# start of EXTRACTED MATERIAL

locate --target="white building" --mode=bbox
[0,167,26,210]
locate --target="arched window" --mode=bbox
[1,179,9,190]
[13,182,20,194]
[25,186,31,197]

# end of EXTRACTED MATERIAL

■ PROBLEM ■
Could you format every line of the material as a JSON list of strings, with one string per line and any blank lines left out?

■ RESPONSE ■
[
  "locate --target=\"white building\" --mode=bbox",
  "[0,167,26,210]",
  "locate --target=\"arched window\" --mode=bbox",
  "[1,179,9,190]",
  "[13,182,20,194]",
  "[25,186,31,197]"
]